EXERCISE OBJECTIVE →
Substitute "x-y coordinates" for every occurrence of "pixel coordinates" in the material below. Reproduce it with everything else left unchanged.

AVAILABLE DATA →
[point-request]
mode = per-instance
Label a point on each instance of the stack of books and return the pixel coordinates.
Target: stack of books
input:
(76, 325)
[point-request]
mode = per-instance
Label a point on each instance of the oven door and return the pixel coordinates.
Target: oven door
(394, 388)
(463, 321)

REPLY →
[point-request]
mode = per-instance
Label a point on each instance of the stack of books and return the x-y coordinates.
Target: stack of books
input:
(76, 325)
[point-request]
mode = per-instance
Label a point on each instance of the oven door and return the x-y coordinates.
Target: oven door
(394, 388)
(463, 321)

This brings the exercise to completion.